▸ Questions on the material
1. In the passage on Colombia's July economic data, why does agricultural activity show moderation? Answer in one to three sentences.
2. Using the passage on Colombia's July economic data, decide whether each statement below agrees with it. Answer yes or no for each, and quote the deciding words. (a) July's economic activity growth came in above the market consensus. (b) Primary activities grew month over month on a seasonally adjusted basis in July. (c) Oil and coal production has surpassed pre-pandemic levels.
3. Repeat word for word the part of the passage on Colombia's July economic data starting with "On Friday, September" and going on through "sectors (chart 5).".

[Provided passage — start]

Overall, July’s imports remained strong as evidence of the economic recovery but were also impacted by higher international prices. However, the trade balance deficit deterioration is moderating. We expect Colombia’s external deficit over the coming months to stabilize.

II. Economic activity expanded 14.3% y/y in July, surpassing pre-pandemic levels

On Friday, September 17, Colombia’s Statistical Agency (DANE) released July’s Economic Activity Indicator (ISE, the main GDP proxy). Compared with the same month in 2020, July’s activity expanded by 14.3% y/y, landing above the market consensus of 13.1% y/y according to Bloomberg; and close to the previous month’s 14.5% y/y, defying any diminishing base effects.

On a seasonally adjusted basis, Colombia’s economic activity increased by 3.2% m/m (chart 4), achieving the best monthly expansion since August 2020 and overall surpassing pre-pandemic levels. However, the balance is unequal across sectors (chart 5).

Economic recovery is different across the three main activity groups (chart 6). A closer look is detailed below:

  • Primary activities (13% of the economy) grew by 1.3% y/y but fell by -0.3% m/m seasonally adjusted in July. This means that the sector closed the month operating at a similar level to that observed in January 2021 (chart 5 again), showing moderation in the agricultural activity as some effects from the nationwide strike are still impacting some sub-sectors such as coffee, chicken, and eggs production. On the mining side, oil and coal production continued lagging the recovery and are well below pre-pandemic levels.

[Provided passage — finish]
[Records shown — start]

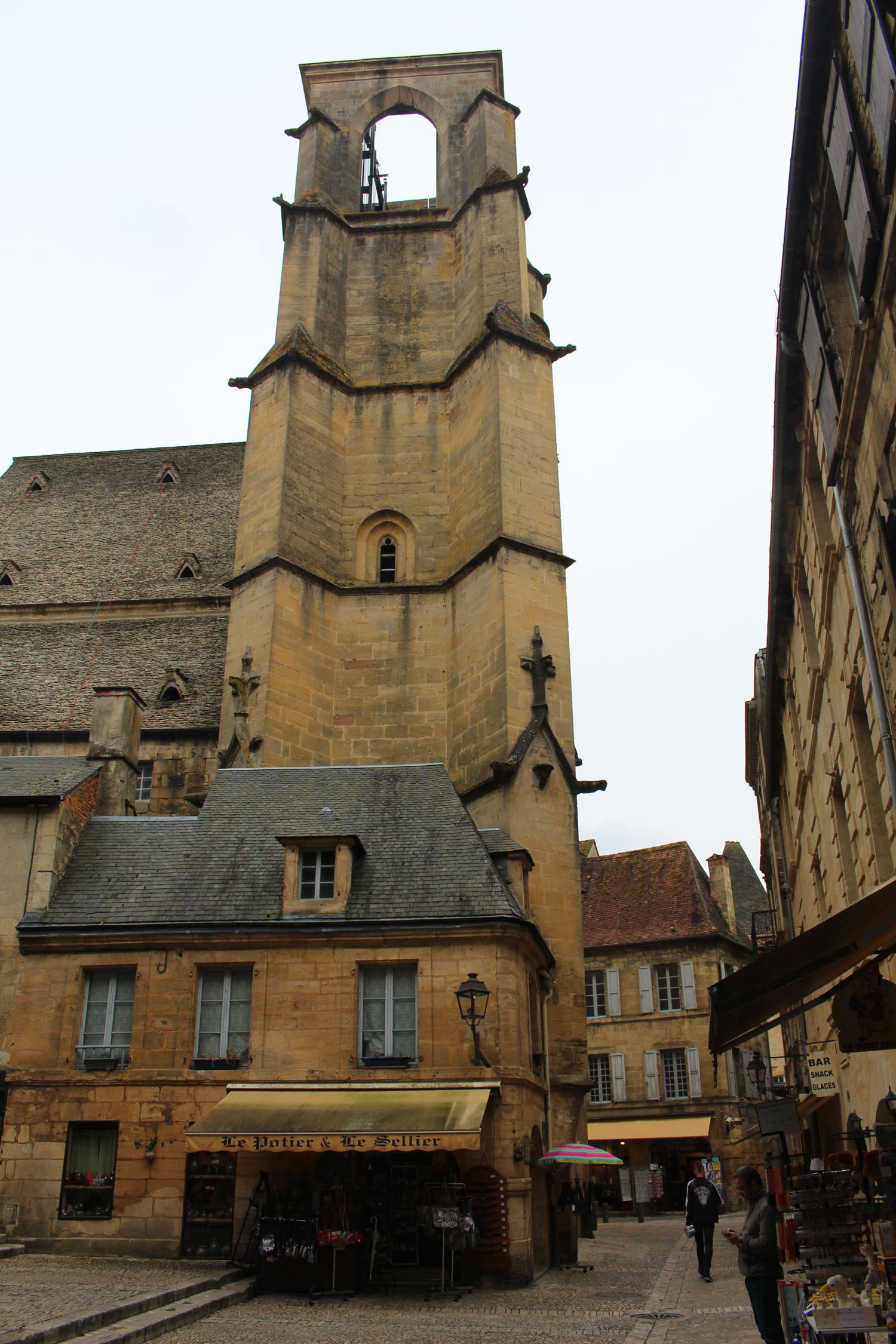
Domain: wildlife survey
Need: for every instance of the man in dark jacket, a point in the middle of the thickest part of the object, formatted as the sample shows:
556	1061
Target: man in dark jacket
758	1257
702	1213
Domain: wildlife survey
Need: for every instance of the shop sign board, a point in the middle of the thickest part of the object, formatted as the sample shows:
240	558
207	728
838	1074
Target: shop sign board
864	1009
357	1143
821	1076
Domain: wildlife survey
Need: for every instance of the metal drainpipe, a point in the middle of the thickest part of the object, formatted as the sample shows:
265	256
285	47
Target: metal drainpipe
868	642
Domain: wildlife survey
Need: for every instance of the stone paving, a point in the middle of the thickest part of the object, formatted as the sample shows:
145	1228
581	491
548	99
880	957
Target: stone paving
34	1288
645	1268
639	1268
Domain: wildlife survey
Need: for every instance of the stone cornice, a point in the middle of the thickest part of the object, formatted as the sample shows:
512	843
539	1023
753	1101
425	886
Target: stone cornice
510	544
42	937
500	323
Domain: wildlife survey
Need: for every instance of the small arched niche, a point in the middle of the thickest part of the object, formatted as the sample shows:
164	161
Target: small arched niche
386	549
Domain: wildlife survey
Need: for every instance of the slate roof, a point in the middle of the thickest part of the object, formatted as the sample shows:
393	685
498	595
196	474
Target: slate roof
70	542
746	888
51	659
648	895
424	857
499	842
44	777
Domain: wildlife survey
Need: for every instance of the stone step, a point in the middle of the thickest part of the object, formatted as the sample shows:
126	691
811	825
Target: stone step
143	1318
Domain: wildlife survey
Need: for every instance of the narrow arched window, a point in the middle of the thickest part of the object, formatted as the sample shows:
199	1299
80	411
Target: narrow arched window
387	561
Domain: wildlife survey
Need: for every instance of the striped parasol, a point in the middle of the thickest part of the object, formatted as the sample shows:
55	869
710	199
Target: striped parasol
579	1153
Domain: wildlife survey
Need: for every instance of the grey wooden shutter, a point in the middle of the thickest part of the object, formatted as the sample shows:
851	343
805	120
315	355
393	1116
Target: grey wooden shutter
645	988
825	397
613	992
618	1073
650	1076
849	178
882	94
688	987
732	1073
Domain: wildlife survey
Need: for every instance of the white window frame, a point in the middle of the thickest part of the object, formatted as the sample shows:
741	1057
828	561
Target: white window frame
591	980
601	1074
665	966
675	1050
319	857
122	1053
225	1011
144	777
390	1003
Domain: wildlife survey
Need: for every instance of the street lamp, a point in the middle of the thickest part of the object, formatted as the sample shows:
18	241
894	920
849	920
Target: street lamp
757	1070
472	1001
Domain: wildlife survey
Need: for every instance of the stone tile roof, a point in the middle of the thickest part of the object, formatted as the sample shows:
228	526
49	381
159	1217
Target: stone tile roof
648	895
51	659
499	842
422	854
746	888
72	539
44	777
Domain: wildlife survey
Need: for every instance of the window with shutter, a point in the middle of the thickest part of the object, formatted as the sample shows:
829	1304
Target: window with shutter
612	980
812	339
688	987
848	173
645	988
600	1076
650	1076
675	1074
668	987
618	1072
596	998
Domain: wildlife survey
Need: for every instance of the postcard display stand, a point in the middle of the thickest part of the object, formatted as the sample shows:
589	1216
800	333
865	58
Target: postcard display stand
825	1218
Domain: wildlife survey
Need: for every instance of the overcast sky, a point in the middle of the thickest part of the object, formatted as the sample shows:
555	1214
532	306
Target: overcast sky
142	147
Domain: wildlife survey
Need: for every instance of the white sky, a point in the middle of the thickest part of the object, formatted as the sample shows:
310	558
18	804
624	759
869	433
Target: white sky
142	147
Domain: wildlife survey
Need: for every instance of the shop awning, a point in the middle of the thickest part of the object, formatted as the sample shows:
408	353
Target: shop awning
670	1127
306	1117
745	1003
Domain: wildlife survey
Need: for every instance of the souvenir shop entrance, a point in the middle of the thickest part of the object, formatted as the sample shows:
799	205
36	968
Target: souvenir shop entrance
351	1211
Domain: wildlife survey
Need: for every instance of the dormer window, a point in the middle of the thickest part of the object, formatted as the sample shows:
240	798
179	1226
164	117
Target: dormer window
319	869
317	879
387	560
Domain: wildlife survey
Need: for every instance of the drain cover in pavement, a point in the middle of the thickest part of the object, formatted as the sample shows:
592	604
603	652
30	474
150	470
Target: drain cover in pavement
656	1316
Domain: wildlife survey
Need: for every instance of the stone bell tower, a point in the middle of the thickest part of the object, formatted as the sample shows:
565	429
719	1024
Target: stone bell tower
400	574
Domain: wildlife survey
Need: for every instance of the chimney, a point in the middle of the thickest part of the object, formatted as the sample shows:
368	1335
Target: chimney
723	897
115	739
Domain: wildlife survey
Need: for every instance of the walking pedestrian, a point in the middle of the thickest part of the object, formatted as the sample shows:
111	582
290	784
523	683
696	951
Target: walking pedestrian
758	1257
702	1213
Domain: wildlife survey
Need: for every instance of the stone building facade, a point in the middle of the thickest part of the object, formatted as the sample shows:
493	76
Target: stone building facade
374	582
657	933
818	728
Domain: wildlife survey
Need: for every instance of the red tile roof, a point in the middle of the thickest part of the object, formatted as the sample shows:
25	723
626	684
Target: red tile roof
648	895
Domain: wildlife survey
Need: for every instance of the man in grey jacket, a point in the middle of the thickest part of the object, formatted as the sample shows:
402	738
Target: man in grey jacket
758	1257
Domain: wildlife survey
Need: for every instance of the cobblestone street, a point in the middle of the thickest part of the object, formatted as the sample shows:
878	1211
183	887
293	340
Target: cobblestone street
639	1269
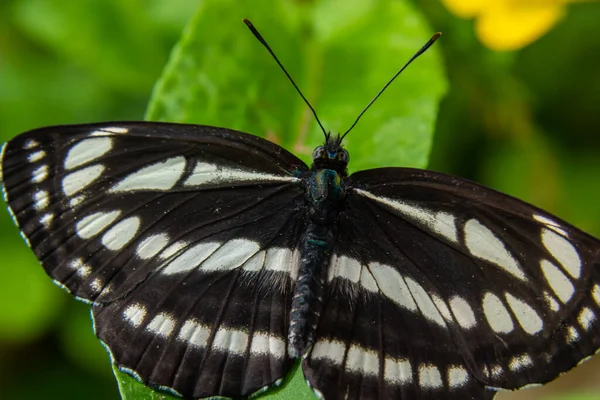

[Records shown — finish]

▸ Exercise solutions
1. Agricultural activity shows moderation because some effects of the nationwide strike are still affecting certain sub-sectors, such as coffee, chicken, and egg production.

2.
(a) Yes: "landing above the market consensus of 13.1% y/y according to Bloomberg"
(b) No: "fell by -0.3% m/m seasonally adjusted in July"
(c) No: "oil and coal production continued lagging the recovery and are well below pre-pandemic levels"

3.
On Friday, September 17, Colombia’s Statistical Agency (DANE) released July’s Economic Activity Indicator (ISE, the main GDP proxy). Compared with the same month in 2020, July’s activity expanded by 14.3% y/y, landing above the market consensus of 13.1% y/y according to Bloomberg; and close to the previous month’s 14.5% y/y, defying any diminishing base effects.

On a seasonally adjusted basis, Colombia’s economic activity increased by 3.2% m/m (chart 4), achieving the best monthly expansion since August 2020 and overall surpassing pre-pandemic levels. However, the balance is unequal across sectors (chart 5).